▶ [TASK OBJECTIVE]: Report the lines of the data below that contain the string "brown".

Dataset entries
* * * * * * * * *
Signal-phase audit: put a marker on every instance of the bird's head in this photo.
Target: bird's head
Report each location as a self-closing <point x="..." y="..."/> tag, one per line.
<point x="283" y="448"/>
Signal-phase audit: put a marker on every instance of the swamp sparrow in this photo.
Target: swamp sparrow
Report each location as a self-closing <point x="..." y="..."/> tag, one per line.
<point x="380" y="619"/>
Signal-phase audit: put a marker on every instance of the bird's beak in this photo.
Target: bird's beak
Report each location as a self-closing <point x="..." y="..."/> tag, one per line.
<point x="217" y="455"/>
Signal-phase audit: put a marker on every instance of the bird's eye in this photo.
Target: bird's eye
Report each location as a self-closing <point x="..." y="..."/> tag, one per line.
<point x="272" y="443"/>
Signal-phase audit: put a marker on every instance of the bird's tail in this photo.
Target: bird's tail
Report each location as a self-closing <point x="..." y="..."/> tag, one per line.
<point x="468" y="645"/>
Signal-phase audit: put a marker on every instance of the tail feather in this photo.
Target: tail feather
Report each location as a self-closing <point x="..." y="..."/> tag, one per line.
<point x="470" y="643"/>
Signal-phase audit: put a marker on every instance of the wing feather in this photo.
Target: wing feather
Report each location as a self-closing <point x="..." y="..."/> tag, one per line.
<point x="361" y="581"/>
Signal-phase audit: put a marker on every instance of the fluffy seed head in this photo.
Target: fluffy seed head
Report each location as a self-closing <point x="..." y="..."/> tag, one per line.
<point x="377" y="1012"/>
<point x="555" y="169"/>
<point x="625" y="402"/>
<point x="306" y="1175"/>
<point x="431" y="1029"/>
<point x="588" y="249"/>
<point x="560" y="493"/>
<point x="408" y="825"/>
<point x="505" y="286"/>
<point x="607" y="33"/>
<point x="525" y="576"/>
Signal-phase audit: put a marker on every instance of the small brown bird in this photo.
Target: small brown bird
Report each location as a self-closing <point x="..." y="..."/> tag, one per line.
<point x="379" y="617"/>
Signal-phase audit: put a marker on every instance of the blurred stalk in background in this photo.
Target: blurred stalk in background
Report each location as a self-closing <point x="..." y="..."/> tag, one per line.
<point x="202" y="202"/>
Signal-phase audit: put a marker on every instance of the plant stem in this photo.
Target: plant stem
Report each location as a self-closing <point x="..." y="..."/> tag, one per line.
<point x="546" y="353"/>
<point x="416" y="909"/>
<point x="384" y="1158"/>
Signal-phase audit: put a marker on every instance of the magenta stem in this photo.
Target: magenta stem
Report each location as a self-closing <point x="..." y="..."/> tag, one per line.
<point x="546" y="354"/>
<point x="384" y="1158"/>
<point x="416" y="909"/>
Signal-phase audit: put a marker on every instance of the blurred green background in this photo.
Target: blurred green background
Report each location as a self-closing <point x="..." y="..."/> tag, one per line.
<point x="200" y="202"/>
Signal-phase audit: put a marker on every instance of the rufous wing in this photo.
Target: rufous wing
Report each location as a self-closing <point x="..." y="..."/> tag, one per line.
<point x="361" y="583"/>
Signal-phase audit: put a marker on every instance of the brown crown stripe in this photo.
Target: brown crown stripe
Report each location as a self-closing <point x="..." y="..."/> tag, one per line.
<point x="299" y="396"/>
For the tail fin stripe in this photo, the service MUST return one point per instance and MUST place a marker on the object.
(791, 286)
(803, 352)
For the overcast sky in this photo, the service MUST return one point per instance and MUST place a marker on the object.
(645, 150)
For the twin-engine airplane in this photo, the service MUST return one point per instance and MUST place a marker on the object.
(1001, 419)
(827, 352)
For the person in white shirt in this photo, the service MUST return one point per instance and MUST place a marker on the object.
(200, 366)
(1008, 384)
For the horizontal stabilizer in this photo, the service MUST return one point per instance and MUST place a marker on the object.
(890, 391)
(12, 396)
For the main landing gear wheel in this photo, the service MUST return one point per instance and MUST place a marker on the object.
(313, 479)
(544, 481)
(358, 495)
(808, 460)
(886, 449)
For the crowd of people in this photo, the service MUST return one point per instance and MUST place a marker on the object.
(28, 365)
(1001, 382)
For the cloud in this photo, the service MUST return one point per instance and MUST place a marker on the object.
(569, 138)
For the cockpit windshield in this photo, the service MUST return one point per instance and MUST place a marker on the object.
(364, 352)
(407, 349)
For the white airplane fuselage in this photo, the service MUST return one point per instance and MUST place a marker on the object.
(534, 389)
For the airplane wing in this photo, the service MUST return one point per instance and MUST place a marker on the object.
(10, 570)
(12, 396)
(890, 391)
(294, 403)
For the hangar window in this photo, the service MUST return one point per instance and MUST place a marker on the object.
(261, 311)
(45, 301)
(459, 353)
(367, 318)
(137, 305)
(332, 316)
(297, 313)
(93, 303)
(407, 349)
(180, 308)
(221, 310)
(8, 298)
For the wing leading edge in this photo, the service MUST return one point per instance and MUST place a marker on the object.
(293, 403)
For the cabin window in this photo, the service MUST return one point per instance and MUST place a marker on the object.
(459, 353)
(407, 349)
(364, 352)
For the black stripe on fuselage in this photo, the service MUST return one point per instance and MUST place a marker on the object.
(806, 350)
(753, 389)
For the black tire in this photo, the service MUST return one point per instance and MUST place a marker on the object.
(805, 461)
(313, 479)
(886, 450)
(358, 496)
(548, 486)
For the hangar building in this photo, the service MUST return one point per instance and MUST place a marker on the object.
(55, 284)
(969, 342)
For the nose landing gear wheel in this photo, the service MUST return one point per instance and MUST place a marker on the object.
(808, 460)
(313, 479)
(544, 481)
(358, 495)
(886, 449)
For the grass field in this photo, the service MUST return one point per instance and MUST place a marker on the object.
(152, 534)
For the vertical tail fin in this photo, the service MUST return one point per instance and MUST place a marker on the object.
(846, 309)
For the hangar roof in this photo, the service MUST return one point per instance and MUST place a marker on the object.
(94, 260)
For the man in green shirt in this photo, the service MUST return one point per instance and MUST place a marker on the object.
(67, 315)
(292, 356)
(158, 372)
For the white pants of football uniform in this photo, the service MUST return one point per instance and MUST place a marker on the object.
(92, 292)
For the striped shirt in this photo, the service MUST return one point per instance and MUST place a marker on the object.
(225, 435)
* * * * * * * * *
▶ [RESPONSE]:
Signal-phase audit: put a marker on every instance of the small brown bird in this photo.
Target: small brown bird
Signal-phase audit: put a marker on every instance of the brown crown stripe in this photo.
Target: brown crown stripe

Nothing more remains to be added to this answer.